Written problem 1:
Decide whether each statement below agrees with the Google Search Console article. Answer yes or no for each and quote the words from the article that decide it.
(a) Google Search Console is a paid tool.
(b) When adding a website, you must choose both the domain option and the URL prefix option.
(c) Google Analytics gives you data about your visitors and how they interacted with your website.
Written problem 2:
Answer these questions from the Google Search Console article.
(a) How many people contribute to online interactions each day, according to the article?
(b) Which tool does the article name as one that has the feature for linking to Google Search Console?
(c) In Google Analytics, what do you select to reach Search Console from the admin area?
Written problem 3: Resume the Google Search Console article after its last sentence, keeping its topic and tone.

Supplied passage:
According to Internet Live Stats, there are over 1.7 million websites on the internet, with 4.5 billion people contributing to online interactions each day. This means your one website is fighting tons of sites to appear on the Search Engine Results Pages (SERPs) for a piece of 4.5 billion people. The best way has always been to use SEO and pull traffic to your site. While there are tons of paid SEO software online to help you do that, Google Search Console remains one of the best ways to do it, free or paid.
Before we get into details and find out why Google Search Console is so vital for your SEO, let’s first understand exactly what it is and how to get started.
What Is Google Search Console?
Google Search Console (GSC) is a free tool from Google that helps you understand how you are performing on Google Search. Once you have this information, you can easily decide what you need to do to improve your appearance on search results and bring relevant traffic to your site. You can also use Google Search Console to find and fix technical issues on your website, see who is linking back to your site, and tell if your site is mobile-friendly or not. Finally, Google Search Console is a prerequisite for your website to be featured in the Google Knowledge Panel.
Google’s search tools work hard to understand the content on your page. This is through the analysis of structured data found on the web. They label individual elements on the page allowing users to search for content on your page more specifically. For instance, structured data examples you might find on a recipe page include the recipe title, its author, how many people you can serve, cook time, calorie count and more. These information can then be used to enable special search result aspects and boosters. With the right structured data, a recipe website can appear in the graphical section of the SERP, allowing it to get a higher CTR.
What Is the Difference between Google Search Console and Google Analytics?
The main difference between the two tools is the purpose they serve. Google Search Console focuses on getting you data that helps you improve your site visibility and presence in SERPs. Thus, the tool is search-engine focused.
On the other hand, Google Analytics focuses on getting you data about your visitors and how they interacted with your website. Because you need both metrics to create a website that readers love, use both to complement each other.
Since we are covering GSC today, let’s get started on what this tool can do for your SEO needs.
How to Set Up Google Search Console?
Before you use Google Search Console, you must activate your account and link it to Google analytics and any SEO tool you use to research keywords and write content. Some tools don’t have this feature, but others like ZenBrief do.
Activate Google Search Console
Go to Google Search Console and use your business email to sign in. You will have two options. That is, domain and URL prefix, which you will use to add your website. You can use either option, so no need to pick both.
Next, you will have to verify that you own the website or property. One of the ways to do so is to rely on Google Analytics tracking ID. To find the ID, simply log in to your Google Analytics account and navigate to settings. Select property setting, basic property setting, and finally, tracking ID. Verifying your business can even simplify the verification process when you add or claim your Google Business Profile.
Set up Google Search Console permissions
Who are the owners and users of the console? This step might seem mundane but it’s important that you carefully consider who should have what permissions. Giving everyone full control can be disastrous, just as not giving them enough permissions.
The best thing with this is you can easily access Google Search Console from your admin area in Google Analytics instead of using the tools separately. To do this, go to Acquisition and select Search Console.
Submit A Site Map
A site map is a digital map that gives Google important information about your website, such as the important pages, which ones to crawl and leave out, when pages were last updated, and much more. For example, if you have a new website, submitting the URL to Search Console lets Google know that your site is ready to be crawled.

Pointing dataset excerpts:
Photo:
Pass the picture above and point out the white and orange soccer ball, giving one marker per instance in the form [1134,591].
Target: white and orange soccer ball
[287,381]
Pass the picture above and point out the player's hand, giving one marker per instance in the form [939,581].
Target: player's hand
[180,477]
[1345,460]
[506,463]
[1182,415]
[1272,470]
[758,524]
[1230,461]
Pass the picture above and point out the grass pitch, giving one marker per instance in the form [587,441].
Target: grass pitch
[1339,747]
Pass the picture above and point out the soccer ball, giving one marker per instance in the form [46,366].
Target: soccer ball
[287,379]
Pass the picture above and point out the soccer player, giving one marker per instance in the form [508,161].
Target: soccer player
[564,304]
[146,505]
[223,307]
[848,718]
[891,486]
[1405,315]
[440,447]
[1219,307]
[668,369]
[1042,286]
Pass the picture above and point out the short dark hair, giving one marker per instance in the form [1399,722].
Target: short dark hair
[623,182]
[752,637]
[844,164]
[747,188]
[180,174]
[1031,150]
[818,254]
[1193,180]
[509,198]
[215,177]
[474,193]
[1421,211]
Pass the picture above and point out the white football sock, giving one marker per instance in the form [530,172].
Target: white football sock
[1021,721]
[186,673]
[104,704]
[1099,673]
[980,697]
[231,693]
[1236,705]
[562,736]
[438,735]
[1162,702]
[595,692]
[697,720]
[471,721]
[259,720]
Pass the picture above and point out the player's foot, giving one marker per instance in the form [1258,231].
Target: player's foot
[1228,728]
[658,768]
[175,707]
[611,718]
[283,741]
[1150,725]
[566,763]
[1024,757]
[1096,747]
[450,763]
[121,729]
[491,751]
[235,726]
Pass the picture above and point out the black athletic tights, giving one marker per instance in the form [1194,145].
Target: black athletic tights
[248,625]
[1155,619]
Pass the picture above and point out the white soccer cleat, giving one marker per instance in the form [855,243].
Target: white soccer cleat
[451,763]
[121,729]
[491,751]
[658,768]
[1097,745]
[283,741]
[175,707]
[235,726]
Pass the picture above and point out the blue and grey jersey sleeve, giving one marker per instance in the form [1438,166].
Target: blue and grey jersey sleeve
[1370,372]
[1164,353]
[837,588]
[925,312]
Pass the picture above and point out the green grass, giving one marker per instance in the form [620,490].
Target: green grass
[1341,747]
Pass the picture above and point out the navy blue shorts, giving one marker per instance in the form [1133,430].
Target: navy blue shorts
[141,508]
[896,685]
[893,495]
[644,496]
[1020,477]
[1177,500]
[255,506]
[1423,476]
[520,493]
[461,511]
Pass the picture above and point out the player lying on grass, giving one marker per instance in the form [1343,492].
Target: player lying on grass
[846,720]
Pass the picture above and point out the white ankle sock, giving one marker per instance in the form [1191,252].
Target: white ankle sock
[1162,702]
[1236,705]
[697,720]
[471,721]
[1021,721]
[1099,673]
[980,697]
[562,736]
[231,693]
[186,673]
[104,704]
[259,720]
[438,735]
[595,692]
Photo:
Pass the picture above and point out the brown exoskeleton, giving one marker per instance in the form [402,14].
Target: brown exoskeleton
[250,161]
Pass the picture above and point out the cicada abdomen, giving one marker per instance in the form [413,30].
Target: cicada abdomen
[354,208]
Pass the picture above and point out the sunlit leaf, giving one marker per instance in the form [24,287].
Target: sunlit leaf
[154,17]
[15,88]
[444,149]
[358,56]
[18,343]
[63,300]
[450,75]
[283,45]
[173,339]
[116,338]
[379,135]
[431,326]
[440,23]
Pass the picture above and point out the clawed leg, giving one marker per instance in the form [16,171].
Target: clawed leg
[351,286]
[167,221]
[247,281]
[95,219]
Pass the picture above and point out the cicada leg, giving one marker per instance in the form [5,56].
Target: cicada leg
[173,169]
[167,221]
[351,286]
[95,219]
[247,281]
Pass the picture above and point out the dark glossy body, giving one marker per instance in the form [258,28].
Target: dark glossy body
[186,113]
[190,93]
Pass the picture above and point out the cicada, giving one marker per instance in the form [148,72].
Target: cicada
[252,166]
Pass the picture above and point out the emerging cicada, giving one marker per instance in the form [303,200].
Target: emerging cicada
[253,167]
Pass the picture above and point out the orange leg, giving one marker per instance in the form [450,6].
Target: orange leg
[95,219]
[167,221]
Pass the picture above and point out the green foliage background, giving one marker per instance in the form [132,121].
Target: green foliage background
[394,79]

Result 1:
(a) No: "Google Search Console (GSC) is a free tool from Google"
(b) No: "You can use either option, so no need to pick both."
(c) Yes: "Google Analytics focuses on getting you data about your visitors and how they interacted with your website."

Result 2:
(a) 4.5 billion people
(b) ZenBrief
(c) Acquisition, then Search Console

Result 3:
You can use a sitemap generator to create an XML sitemap and upload it to Search Console. Once you open GSC, look for “sitemap” on your left-side menu and click on it. Fill in your sitemaps URL in the appropriate space and let Search Console read your map.
You will get a report with any errors discovered so you can work on fixing the issues. Keep checking your sitemap to see if new URLs have been discovered. The good thing is, you don’t need to submit your sitemap whenever you make changes to your site.
However, if you make any major changes such as fixing errors, adding important pages or redesigning your website, it’s always a good idea to submit a new sitemap.
Understanding Google Search Console Basics
Now that you are all set, you must understand some Google Search Console basics. Like other tools, Google Search Console has a few important features you can’t ignore. For SEO reports, you will use GSC’s primary sections. These are Performance, Coverage, Experience, and Enhancement.
Under performance, you will have the search results that give you 16-months worth of data. You can filter the results so you can easily search for job posting, rich results, AMP pages, news, and non-rich AMP results.
The data found here will inform your digital strategy. The information you receive will include:
- How many impressions your website received, or how many times searches see your website when they enter a search query.
- How many clicks your site received, or how many times searchers click on your site once they land on it in the Search Engine Results Pages (SERPs).
- The top queries searchers use to discover your website or your website’s average position in SERPs.
You will not always be interested in all the performance reports and the strategic data they offer. To help you focus on what you need, GSC has filters you can use. For instance, you can use the filter bar to select information based on the search type, data range, page, query, search appearance, and country.
In other words, you can check which country most finds your site, the device searchers use when they land on your webpage, and how Google is serving your pages.
The coverage report shows you how your site is fairing within Google’s index. The coverage report is best used to troubleshoot technical SEO issues that often keep your pages from showing up in search results. Usually, Google sends out an email whenever there is an issue with your site, but it’s always good to keep checking to make sure everything is fine.
The coverage report has four options for you to look at.
- Error – this means a page is not indexed by Google and won’t appear in search results. Click on a particular error to see which page is affected.
- Valid with warning – the pages are indexed, but they don’t necessarily show up on search results. This happens when Google thinks there is a problem with the pages, and you need to be aware of it.
- Valid – the pages are indexed by Google and show up in SERPs. You only need to take action if you don’t want a particular page showing up in search results.
- Excluded – these pages are not indexed by Google and will not appear in search results. When this happens, the page may have a no-index directive or a canonical tag.
When you create new content, you should see your number of indexed pages increasing. Conversely, if you remove some pages because they no longer serve any purpose, then the number of indexed pages will reduce.
So, you know there is a problem when you notice a sudden dip in the number of indexed pages. The drop indicates that something is preventing Google from indexing the pages.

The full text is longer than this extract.